Which lines below contain the word "item"? Copy each of them.
************
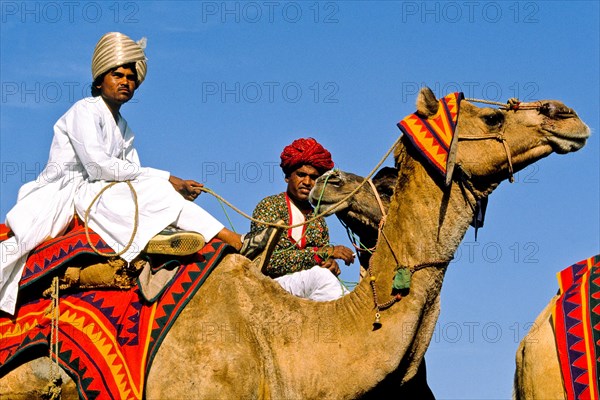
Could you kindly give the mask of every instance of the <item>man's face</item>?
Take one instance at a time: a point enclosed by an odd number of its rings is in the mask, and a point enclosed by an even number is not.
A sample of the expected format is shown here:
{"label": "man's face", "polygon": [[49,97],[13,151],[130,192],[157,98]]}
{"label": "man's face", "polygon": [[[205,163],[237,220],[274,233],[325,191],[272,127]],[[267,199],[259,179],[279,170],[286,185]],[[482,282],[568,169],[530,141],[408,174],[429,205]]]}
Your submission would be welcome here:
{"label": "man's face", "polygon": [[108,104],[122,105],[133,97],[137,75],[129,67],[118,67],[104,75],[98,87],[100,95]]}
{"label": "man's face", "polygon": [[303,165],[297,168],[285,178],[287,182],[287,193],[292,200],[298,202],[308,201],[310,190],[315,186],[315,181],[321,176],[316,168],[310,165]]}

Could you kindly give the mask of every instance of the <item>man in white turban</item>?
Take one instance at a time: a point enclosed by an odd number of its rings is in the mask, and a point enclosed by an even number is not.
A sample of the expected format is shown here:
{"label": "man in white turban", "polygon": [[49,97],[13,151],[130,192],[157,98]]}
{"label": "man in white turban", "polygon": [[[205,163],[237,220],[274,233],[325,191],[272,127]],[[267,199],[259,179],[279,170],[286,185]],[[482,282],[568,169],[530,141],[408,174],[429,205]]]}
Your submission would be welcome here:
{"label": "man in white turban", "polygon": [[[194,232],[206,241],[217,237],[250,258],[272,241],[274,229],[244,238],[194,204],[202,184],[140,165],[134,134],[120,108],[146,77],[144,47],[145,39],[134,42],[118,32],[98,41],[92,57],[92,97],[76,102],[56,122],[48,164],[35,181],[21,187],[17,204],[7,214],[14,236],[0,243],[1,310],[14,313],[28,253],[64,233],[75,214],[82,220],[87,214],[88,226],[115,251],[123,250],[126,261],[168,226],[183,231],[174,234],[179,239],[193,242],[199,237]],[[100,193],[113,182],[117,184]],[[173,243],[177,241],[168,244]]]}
************
TASK RESPONSE -
Could you kindly give the mask of every instance of the <item>man's face</item>?
Could you kindly give the mask of every instance of the <item>man in white turban</item>?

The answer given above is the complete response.